##### TASK DATA

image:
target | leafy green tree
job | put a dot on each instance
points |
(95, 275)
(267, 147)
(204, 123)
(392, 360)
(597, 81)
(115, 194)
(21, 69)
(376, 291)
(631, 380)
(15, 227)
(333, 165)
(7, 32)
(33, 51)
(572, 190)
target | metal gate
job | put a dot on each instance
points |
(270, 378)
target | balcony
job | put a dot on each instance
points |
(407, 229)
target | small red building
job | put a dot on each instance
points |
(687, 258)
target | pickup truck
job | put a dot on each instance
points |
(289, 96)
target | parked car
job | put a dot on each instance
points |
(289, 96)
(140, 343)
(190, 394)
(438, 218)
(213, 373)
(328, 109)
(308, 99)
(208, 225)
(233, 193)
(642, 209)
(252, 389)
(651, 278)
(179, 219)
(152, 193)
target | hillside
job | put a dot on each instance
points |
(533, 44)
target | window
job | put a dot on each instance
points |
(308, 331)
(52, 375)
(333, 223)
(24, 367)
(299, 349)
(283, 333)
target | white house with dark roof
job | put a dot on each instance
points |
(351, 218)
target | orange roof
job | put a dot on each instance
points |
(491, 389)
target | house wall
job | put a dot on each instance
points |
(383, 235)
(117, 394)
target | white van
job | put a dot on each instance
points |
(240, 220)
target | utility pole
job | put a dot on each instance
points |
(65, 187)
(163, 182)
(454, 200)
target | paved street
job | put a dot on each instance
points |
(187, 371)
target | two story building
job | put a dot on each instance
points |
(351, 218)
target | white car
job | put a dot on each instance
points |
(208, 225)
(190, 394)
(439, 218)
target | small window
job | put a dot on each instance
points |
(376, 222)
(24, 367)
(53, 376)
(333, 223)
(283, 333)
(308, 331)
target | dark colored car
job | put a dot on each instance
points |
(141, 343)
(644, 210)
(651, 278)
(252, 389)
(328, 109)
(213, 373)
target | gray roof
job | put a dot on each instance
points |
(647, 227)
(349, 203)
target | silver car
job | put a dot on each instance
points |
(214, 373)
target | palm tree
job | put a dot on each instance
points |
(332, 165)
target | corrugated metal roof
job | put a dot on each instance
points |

##########

▶ [STATED GOAL]: Update the listing so that every occurrence of "put a dot on each instance" reads "place a point on every instance", and reproduce all other lines unchanged.

▶ [EXERCISE RESULT]:
image:
target | leafy green tree
job | place a point on every instance
points |
(95, 275)
(267, 147)
(204, 123)
(392, 360)
(597, 81)
(115, 194)
(21, 69)
(376, 291)
(631, 380)
(15, 227)
(333, 165)
(7, 32)
(33, 51)
(572, 190)
target | metal gate
job | place a point on every instance
points |
(270, 378)
target | balcony
job | place a point on every instance
points |
(407, 229)
target | small red building
job | place a point on every instance
points |
(687, 258)
target | pickup truck
job | place a point on every instance
points |
(289, 96)
target | parked car
job | place a point on every instance
points |
(289, 96)
(140, 343)
(190, 394)
(438, 218)
(213, 373)
(328, 109)
(308, 99)
(208, 225)
(233, 193)
(642, 209)
(252, 389)
(651, 278)
(179, 219)
(152, 193)
target | hillside
job | place a point on every instance
points |
(533, 44)
target | window
job | place a point on every instance
points |
(308, 331)
(52, 375)
(333, 223)
(24, 367)
(299, 349)
(283, 333)
target | white house with dark roof
job | place a point on every instance
points |
(351, 218)
target | orange roof
job | place a point on every instance
points |
(491, 389)
target | house wall
job | place a point on every instance
points |
(383, 235)
(117, 394)
target | white van
job | place a point on every instance
points |
(240, 220)
target | utility pole
job | place a point on every instance
points |
(65, 187)
(163, 182)
(454, 200)
target | paved street
job | place a point on every instance
points |
(187, 371)
target | two story building
job | place a point on every instance
points |
(351, 218)
target | white car
job | place a point on every instance
points |
(208, 225)
(190, 394)
(439, 218)
target | small window
job | place a point on every instance
points |
(376, 222)
(24, 367)
(53, 376)
(333, 223)
(283, 333)
(308, 331)
target | dark colored car
job | place a point on every instance
points |
(141, 343)
(644, 210)
(651, 278)
(252, 389)
(328, 109)
(213, 373)
target | gray roof
job | place a point on every instance
points |
(647, 227)
(349, 203)
target | silver car
job | place a point on every instance
points |
(214, 373)
target | palm tree
job | place a point on every instance
points |
(332, 165)
target | corrugated metal roof
job | place a point on every instance
points |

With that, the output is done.